● **TRECHO DO DOCUMENTO**
Evidente que não estou fazendo a apologia do uso de maconha, mas apenas apurando minha visão sobre o problema do uso abusivo de drogas, sejam lícitas ou ilícitas, e do preconceito que teimamos em manter com base nesta distinção aleatória e sem sentido algum. Assim, enquanto odiamos e defendemos a prisão de usuários e dependentes das drogas consideradas ilícitas, temos compaixão e ajudamos os dependentes das drogas lícitas. Por culpa de tudo o que nos foi dito até hoje, enxergamos a pessoa humana carente e dependente do álcool, mas só vemos o tráfico e a violência por trás da pessoa dependente de alguma droga ilícita. Na verdade, a virada que precisamos fazer é enxergar por trás de qualquer dependente, de qualquer tipo de droga, uma pessoa humana que precisa de cuidado e solidariedade.

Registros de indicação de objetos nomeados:
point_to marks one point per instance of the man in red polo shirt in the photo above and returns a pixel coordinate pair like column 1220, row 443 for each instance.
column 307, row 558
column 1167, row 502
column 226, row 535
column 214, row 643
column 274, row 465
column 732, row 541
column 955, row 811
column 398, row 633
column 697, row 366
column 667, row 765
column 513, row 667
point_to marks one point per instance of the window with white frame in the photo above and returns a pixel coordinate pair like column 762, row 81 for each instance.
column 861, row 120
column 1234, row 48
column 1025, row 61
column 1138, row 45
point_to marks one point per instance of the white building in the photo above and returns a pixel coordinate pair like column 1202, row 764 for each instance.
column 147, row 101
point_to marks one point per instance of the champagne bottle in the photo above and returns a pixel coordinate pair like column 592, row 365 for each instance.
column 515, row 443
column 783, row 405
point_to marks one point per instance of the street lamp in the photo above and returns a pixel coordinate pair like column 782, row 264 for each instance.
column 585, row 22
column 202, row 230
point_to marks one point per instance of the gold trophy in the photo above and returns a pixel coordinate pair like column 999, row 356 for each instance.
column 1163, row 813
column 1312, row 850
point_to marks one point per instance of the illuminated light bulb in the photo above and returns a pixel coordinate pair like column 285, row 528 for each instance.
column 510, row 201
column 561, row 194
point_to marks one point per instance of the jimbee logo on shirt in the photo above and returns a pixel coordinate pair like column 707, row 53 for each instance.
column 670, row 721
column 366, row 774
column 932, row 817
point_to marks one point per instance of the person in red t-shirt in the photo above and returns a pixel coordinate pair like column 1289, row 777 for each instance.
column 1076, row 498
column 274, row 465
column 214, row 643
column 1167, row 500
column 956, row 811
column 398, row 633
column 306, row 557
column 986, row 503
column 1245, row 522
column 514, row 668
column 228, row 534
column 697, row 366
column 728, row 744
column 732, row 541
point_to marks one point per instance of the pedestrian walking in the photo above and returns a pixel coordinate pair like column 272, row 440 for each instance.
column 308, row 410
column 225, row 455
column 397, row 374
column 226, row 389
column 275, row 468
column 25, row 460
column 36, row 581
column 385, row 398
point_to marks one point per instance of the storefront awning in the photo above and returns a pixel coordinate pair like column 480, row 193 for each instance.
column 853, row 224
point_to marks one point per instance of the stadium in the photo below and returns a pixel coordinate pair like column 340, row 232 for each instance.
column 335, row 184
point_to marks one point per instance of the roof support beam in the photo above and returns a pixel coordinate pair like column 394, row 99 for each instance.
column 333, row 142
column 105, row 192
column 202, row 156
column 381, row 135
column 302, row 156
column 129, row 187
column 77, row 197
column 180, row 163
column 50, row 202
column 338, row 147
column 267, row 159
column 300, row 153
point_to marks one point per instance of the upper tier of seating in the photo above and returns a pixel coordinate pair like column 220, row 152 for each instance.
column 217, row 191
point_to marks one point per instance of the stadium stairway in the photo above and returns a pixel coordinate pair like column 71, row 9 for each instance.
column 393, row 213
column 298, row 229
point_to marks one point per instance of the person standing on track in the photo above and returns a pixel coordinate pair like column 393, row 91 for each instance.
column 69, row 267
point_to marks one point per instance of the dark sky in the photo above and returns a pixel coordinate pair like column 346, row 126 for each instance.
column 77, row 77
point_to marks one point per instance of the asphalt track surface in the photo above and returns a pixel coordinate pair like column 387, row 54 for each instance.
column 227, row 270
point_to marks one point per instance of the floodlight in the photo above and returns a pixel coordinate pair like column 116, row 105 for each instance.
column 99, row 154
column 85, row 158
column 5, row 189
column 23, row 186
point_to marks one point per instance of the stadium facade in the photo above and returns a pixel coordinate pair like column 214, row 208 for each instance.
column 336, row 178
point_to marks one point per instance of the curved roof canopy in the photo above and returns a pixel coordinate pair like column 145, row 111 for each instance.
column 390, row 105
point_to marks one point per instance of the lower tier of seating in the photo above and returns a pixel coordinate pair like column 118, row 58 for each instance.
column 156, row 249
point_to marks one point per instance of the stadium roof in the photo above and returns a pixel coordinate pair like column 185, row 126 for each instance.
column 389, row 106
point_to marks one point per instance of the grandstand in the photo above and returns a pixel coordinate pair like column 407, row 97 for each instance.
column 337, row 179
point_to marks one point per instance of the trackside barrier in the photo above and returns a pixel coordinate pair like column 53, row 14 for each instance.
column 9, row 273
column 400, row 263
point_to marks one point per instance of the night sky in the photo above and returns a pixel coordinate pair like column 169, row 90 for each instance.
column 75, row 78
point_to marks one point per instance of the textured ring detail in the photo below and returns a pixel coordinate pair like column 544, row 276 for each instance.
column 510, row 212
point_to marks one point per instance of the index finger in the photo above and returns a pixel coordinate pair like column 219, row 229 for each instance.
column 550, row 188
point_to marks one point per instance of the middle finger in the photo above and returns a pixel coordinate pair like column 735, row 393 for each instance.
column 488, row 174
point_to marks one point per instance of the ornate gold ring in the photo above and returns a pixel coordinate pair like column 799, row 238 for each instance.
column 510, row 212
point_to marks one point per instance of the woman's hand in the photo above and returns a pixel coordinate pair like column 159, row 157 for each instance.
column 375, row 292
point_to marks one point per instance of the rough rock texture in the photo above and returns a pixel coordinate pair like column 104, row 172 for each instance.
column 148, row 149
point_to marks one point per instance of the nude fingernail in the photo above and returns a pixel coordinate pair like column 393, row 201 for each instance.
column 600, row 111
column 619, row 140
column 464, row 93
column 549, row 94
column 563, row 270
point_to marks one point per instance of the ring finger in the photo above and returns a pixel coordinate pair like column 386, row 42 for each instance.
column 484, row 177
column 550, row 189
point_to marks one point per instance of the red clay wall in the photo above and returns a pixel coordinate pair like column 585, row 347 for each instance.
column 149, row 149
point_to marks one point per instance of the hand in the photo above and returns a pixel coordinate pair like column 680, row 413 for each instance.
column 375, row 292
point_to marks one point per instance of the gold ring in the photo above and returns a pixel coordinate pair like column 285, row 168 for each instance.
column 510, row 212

● **TAREFAS**
1. Responda com base no texto sobre drogas:
(a) De qual droga o texto diz não estar fazendo apologia?
(b) Por quem, segundo o texto, temos compaixão e a quem ajudamos?
(c) O que o texto diz que precisamos enxergar por trás de qualquer dependente?
2. Reproduza a parte do texto sobre drogas que abre com as palavras "Evidente que não" e fecha com "cuidado e solidariedade.".

● **RESPOSTAS**
1.
(a) Da maconha.
(b) Pelos dependentes das drogas lícitas.
(c) Uma pessoa humana que precisa de cuidado e solidariedade.

2.
Evidente que não estou fazendo a apologia do uso de maconha, mas apenas apurando minha visão sobre o problema do uso abusivo de drogas, sejam lícitas ou ilícitas, e do preconceito que teimamos em manter com base nesta distinção aleatória e sem sentido algum. Assim, enquanto odiamos e defendemos a prisão de usuários e dependentes das drogas consideradas ilícitas, temos compaixão e ajudamos os dependentes das drogas lícitas. Por culpa de tudo o que nos foi dito até hoje, enxergamos a pessoa humana carente e dependente do álcool, mas só vemos o tráfico e a violência por trás da pessoa dependente de alguma droga ilícita. Na verdade, a virada que precisamos fazer é enxergar por trás de qualquer dependente, de qualquer tipo de droga, uma pessoa humana que precisa de cuidado e solidariedade.